The birds are also changing their behavior now that they have finished their post breeding moult. Many of the birds that stay here over the winter go into a full moult once the last chicks have fledged so during September they tend to skulk amongst the bushes keeping out of the way of predators as they can’t fly as well. They grow a new set of wing and body feathers ready for the winter. Birds which are very territorial during the summer such as Great Tits, become very social during the winter.
Some recent research on winter flocks of Great Tits has shown that individual behaviours affect their social lives. A project in Oxfordshire found they could identify Great Tits that were bold and those that were shy. The birds were electronically tagged and introduced into a new environment with sunflower feeders (which could read the tags). They found the bold birds tended to associate with other bold birds while the shy birds also formed flocks. If you see a flock of Great Tits (which can be up to 40 individuals) have a guess if they are a bold group or a shy one. Also bear in mind we do have 5 different species of Tit around the village – The Great and Blue Tits which you will regularly see on the bird feeders, Coal Tits which may occasionally appear, Long Tail Tits which tend to stay out in the countryside in flocks of 10 – 20 and the scarce March Tit (which I have seen in Grove Wood – see picture).

Task A ▸ In the passage on autumn birds, why do many birds skulk among the bushes during September? Answer in one to three sentences.
Task B ▸ Copy the stretch of the passage on autumn birds from "The birds are" through "during the winter.", swapping "bushes" for "hedges".

Items ▸
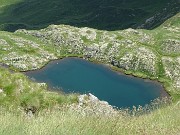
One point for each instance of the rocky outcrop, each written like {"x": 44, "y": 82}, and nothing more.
{"x": 89, "y": 104}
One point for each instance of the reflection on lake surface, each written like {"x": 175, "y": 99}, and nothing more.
{"x": 78, "y": 75}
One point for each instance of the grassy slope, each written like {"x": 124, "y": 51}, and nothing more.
{"x": 160, "y": 122}
{"x": 106, "y": 14}
{"x": 19, "y": 92}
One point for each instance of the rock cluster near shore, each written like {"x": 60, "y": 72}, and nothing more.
{"x": 153, "y": 54}
{"x": 89, "y": 104}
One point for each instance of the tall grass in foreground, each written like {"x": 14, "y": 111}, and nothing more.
{"x": 65, "y": 122}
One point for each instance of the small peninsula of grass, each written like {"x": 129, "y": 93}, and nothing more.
{"x": 28, "y": 107}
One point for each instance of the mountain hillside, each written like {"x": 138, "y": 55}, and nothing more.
{"x": 151, "y": 54}
{"x": 98, "y": 14}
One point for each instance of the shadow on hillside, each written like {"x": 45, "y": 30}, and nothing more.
{"x": 98, "y": 14}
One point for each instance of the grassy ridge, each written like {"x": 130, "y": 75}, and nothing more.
{"x": 106, "y": 14}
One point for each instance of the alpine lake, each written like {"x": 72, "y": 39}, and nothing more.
{"x": 81, "y": 76}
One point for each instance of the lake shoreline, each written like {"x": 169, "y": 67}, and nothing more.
{"x": 119, "y": 71}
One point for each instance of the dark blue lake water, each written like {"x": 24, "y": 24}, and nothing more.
{"x": 78, "y": 75}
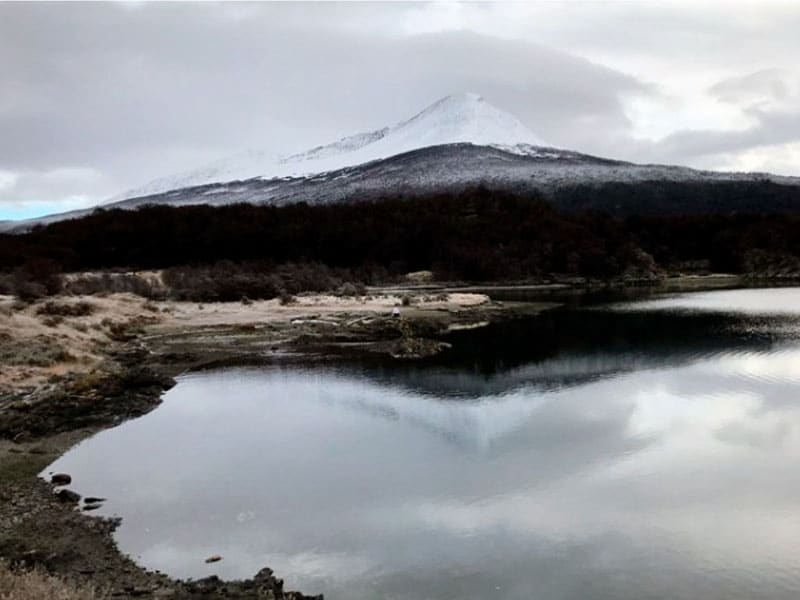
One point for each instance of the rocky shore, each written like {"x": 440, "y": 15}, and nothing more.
{"x": 117, "y": 360}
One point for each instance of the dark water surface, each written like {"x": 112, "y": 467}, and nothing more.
{"x": 629, "y": 451}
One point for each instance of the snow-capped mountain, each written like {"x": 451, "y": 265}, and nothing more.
{"x": 457, "y": 142}
{"x": 461, "y": 118}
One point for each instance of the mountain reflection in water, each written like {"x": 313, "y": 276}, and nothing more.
{"x": 645, "y": 450}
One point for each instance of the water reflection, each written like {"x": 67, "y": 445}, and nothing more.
{"x": 633, "y": 454}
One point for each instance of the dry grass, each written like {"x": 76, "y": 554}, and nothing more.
{"x": 36, "y": 585}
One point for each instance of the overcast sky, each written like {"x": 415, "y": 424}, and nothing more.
{"x": 99, "y": 98}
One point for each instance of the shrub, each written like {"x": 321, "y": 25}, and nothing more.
{"x": 66, "y": 309}
{"x": 37, "y": 278}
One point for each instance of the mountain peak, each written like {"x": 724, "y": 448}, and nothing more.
{"x": 464, "y": 118}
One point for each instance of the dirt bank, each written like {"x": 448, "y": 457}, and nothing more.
{"x": 72, "y": 366}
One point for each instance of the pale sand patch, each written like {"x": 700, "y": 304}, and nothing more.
{"x": 84, "y": 338}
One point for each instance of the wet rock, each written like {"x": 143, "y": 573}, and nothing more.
{"x": 68, "y": 496}
{"x": 61, "y": 479}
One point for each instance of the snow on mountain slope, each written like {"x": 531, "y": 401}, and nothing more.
{"x": 460, "y": 118}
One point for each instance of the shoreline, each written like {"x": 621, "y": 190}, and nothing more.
{"x": 123, "y": 373}
{"x": 126, "y": 365}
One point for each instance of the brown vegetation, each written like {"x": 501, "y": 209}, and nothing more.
{"x": 37, "y": 585}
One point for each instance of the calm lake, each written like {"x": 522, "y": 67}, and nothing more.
{"x": 640, "y": 450}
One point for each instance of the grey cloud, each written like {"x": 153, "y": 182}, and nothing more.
{"x": 139, "y": 92}
{"x": 768, "y": 83}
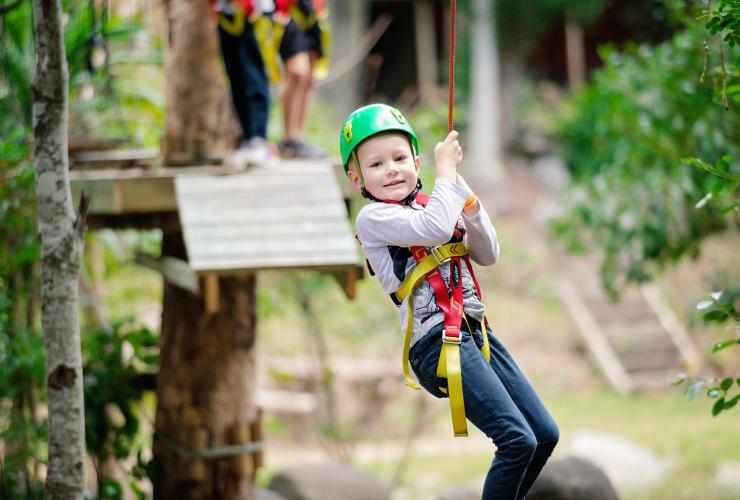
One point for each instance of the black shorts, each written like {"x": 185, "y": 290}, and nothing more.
{"x": 296, "y": 41}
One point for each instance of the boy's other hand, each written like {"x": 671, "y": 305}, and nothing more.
{"x": 447, "y": 156}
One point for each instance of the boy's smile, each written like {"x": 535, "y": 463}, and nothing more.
{"x": 388, "y": 165}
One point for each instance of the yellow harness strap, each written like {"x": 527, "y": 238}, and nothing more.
{"x": 449, "y": 360}
{"x": 235, "y": 26}
{"x": 269, "y": 35}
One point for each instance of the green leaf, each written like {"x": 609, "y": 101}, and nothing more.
{"x": 732, "y": 402}
{"x": 718, "y": 406}
{"x": 726, "y": 384}
{"x": 705, "y": 305}
{"x": 695, "y": 389}
{"x": 724, "y": 344}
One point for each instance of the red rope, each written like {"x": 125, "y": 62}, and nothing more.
{"x": 451, "y": 82}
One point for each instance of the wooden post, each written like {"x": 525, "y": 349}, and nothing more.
{"x": 241, "y": 433}
{"x": 426, "y": 56}
{"x": 575, "y": 55}
{"x": 256, "y": 431}
{"x": 194, "y": 436}
{"x": 212, "y": 294}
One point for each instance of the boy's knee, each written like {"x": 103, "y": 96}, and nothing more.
{"x": 551, "y": 435}
{"x": 523, "y": 443}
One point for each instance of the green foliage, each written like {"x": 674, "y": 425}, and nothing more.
{"x": 724, "y": 20}
{"x": 116, "y": 362}
{"x": 624, "y": 143}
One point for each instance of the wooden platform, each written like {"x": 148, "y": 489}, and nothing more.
{"x": 288, "y": 216}
{"x": 234, "y": 220}
{"x": 637, "y": 341}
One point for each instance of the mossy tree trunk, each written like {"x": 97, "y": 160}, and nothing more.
{"x": 206, "y": 382}
{"x": 62, "y": 240}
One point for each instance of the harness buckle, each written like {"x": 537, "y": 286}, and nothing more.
{"x": 451, "y": 339}
{"x": 438, "y": 257}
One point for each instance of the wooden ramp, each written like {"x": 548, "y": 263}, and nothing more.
{"x": 638, "y": 342}
{"x": 287, "y": 216}
{"x": 235, "y": 220}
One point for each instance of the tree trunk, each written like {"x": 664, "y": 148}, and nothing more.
{"x": 206, "y": 382}
{"x": 484, "y": 153}
{"x": 62, "y": 236}
{"x": 575, "y": 55}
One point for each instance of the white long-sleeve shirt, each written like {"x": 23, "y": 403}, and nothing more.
{"x": 386, "y": 232}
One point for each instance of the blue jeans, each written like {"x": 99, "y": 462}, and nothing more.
{"x": 250, "y": 91}
{"x": 500, "y": 402}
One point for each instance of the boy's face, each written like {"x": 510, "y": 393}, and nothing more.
{"x": 388, "y": 166}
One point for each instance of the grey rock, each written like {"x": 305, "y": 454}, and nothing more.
{"x": 328, "y": 481}
{"x": 460, "y": 493}
{"x": 572, "y": 478}
{"x": 268, "y": 495}
{"x": 627, "y": 464}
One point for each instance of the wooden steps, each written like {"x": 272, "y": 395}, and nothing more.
{"x": 637, "y": 341}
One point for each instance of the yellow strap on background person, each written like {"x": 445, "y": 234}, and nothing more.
{"x": 235, "y": 26}
{"x": 430, "y": 262}
{"x": 264, "y": 32}
{"x": 321, "y": 69}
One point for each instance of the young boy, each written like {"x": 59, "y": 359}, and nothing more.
{"x": 414, "y": 246}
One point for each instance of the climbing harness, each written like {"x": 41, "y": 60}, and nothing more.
{"x": 450, "y": 301}
{"x": 362, "y": 124}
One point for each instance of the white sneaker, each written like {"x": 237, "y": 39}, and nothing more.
{"x": 256, "y": 151}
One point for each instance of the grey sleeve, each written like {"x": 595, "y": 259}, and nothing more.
{"x": 385, "y": 224}
{"x": 481, "y": 239}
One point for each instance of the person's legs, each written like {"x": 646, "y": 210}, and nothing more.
{"x": 529, "y": 404}
{"x": 297, "y": 80}
{"x": 307, "y": 93}
{"x": 489, "y": 407}
{"x": 248, "y": 81}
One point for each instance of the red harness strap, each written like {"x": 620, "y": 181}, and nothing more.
{"x": 451, "y": 303}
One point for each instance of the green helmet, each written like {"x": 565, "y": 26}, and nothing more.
{"x": 371, "y": 120}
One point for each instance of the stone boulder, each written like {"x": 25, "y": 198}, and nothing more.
{"x": 460, "y": 493}
{"x": 572, "y": 478}
{"x": 330, "y": 481}
{"x": 268, "y": 495}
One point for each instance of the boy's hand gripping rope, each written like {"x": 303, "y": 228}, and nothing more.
{"x": 451, "y": 71}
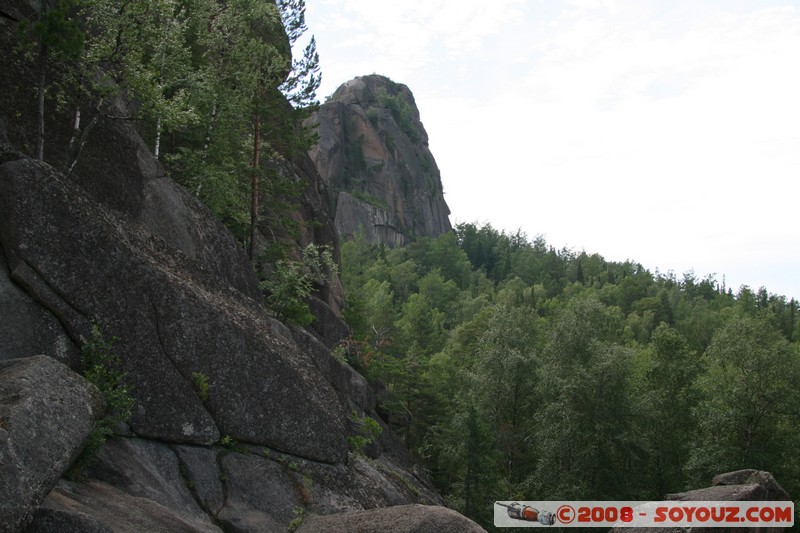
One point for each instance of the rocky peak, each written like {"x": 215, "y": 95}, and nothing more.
{"x": 373, "y": 153}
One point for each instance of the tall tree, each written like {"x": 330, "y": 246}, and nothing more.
{"x": 57, "y": 36}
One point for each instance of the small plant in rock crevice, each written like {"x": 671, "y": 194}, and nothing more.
{"x": 103, "y": 368}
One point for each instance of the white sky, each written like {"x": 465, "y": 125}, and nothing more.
{"x": 662, "y": 131}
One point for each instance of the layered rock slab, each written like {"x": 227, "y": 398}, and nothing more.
{"x": 86, "y": 262}
{"x": 46, "y": 413}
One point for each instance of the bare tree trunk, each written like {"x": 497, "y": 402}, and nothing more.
{"x": 40, "y": 114}
{"x": 157, "y": 147}
{"x": 254, "y": 185}
{"x": 76, "y": 128}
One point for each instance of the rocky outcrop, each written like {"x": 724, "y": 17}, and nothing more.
{"x": 46, "y": 413}
{"x": 741, "y": 485}
{"x": 373, "y": 153}
{"x": 159, "y": 303}
{"x": 117, "y": 243}
{"x": 400, "y": 519}
{"x": 142, "y": 485}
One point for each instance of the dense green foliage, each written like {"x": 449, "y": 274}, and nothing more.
{"x": 290, "y": 283}
{"x": 212, "y": 87}
{"x": 517, "y": 371}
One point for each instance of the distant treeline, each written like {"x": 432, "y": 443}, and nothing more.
{"x": 517, "y": 371}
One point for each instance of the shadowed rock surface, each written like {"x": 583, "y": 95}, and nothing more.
{"x": 400, "y": 519}
{"x": 741, "y": 485}
{"x": 373, "y": 153}
{"x": 46, "y": 413}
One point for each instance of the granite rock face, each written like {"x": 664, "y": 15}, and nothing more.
{"x": 114, "y": 241}
{"x": 373, "y": 153}
{"x": 741, "y": 485}
{"x": 399, "y": 519}
{"x": 160, "y": 303}
{"x": 46, "y": 413}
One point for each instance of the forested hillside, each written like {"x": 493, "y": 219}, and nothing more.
{"x": 515, "y": 370}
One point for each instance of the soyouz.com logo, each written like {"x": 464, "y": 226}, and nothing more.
{"x": 643, "y": 514}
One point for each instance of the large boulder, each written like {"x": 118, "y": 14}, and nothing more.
{"x": 27, "y": 328}
{"x": 160, "y": 303}
{"x": 46, "y": 413}
{"x": 413, "y": 518}
{"x": 741, "y": 485}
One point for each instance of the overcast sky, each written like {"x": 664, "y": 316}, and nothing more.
{"x": 662, "y": 131}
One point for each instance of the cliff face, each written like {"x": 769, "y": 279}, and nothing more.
{"x": 373, "y": 153}
{"x": 119, "y": 244}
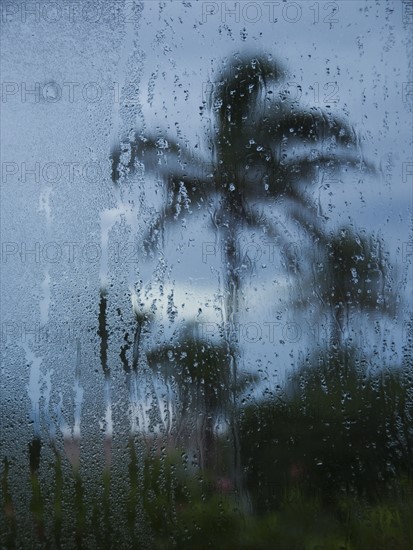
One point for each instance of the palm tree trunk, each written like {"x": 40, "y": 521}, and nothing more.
{"x": 232, "y": 281}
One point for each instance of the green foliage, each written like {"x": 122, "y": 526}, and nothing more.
{"x": 335, "y": 430}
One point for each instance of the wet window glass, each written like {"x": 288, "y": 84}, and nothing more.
{"x": 206, "y": 258}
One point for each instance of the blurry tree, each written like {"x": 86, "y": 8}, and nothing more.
{"x": 264, "y": 148}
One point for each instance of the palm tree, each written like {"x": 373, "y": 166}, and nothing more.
{"x": 264, "y": 148}
{"x": 198, "y": 370}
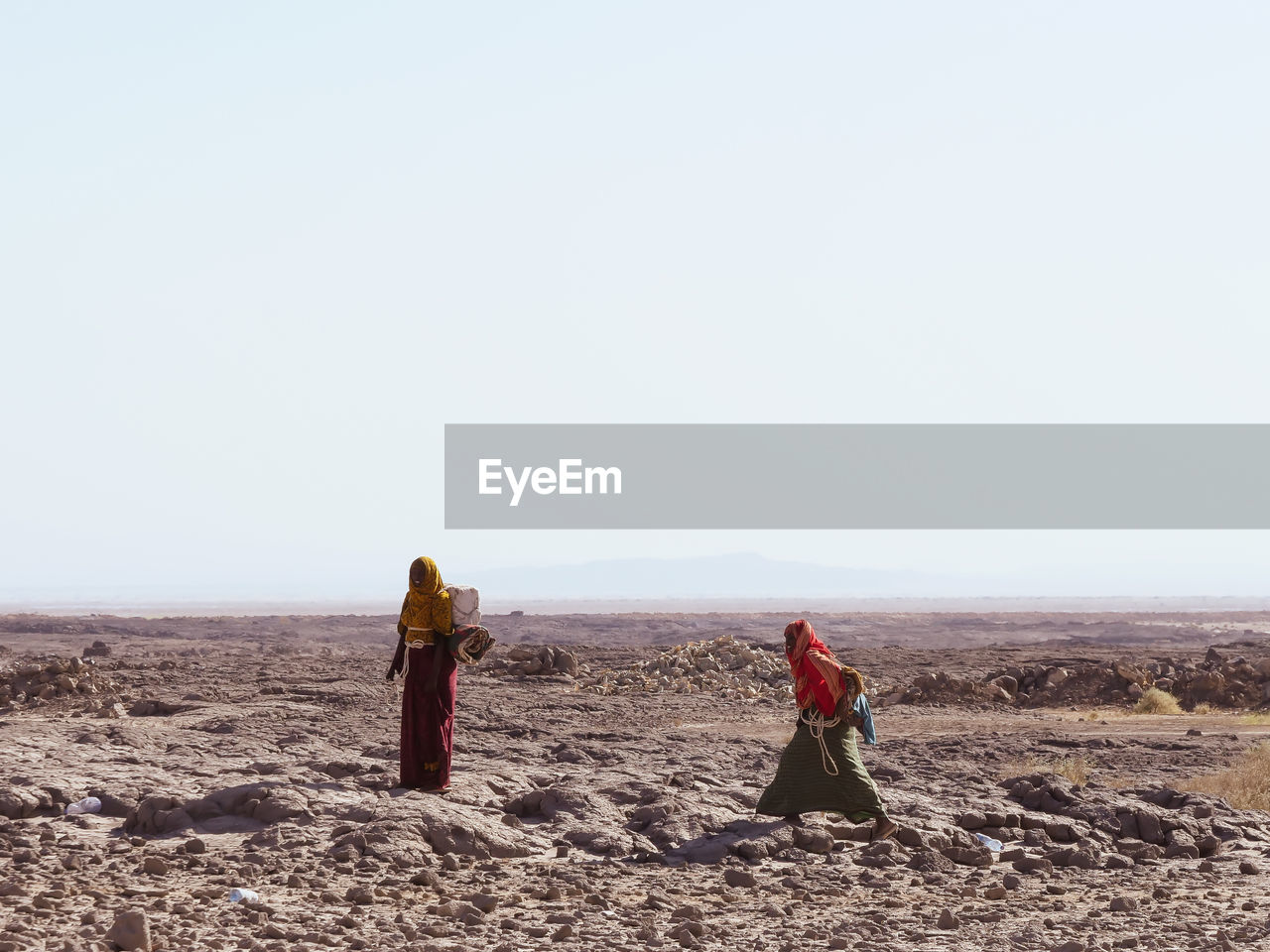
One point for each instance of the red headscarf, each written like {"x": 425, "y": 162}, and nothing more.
{"x": 820, "y": 678}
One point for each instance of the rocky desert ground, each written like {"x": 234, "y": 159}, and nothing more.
{"x": 606, "y": 771}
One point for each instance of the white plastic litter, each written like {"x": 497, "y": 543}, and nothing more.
{"x": 463, "y": 604}
{"x": 87, "y": 805}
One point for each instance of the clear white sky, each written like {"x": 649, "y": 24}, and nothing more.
{"x": 253, "y": 257}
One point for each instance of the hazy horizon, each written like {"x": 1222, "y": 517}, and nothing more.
{"x": 257, "y": 257}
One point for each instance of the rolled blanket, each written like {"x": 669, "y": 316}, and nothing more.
{"x": 470, "y": 643}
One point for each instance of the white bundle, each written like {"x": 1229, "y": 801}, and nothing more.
{"x": 463, "y": 604}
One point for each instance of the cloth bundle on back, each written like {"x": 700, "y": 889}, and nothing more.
{"x": 822, "y": 680}
{"x": 821, "y": 769}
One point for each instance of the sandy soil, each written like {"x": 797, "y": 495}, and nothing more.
{"x": 262, "y": 753}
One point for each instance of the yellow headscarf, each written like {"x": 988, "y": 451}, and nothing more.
{"x": 427, "y": 604}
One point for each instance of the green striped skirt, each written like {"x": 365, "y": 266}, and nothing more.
{"x": 803, "y": 785}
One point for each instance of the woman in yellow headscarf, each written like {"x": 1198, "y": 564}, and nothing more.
{"x": 431, "y": 678}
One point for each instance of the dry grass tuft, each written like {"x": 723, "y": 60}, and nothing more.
{"x": 1245, "y": 784}
{"x": 1078, "y": 769}
{"x": 1156, "y": 701}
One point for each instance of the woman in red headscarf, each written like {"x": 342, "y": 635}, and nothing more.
{"x": 821, "y": 770}
{"x": 431, "y": 678}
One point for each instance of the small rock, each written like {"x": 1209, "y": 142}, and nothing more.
{"x": 742, "y": 879}
{"x": 130, "y": 932}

Complete output A ▸ Once the last chicks have fledged, many of the birds that stay for the winter go into a full moult and can't fly as well. So they skulk among the bushes to keep out of the way of predators.

Complete output B ▸
The birds are also changing their behavior now that they have finished their post breeding moult. Many of the birds that stay here over the winter go into a full moult once the last chicks have fledged so during September they tend to skulk amongst the hedges keeping out of the way of predators as they can’t fly as well. They grow a new set of wing and body feathers ready for the winter. Birds which are very territorial during the summer such as Great Tits, become very social during the winter.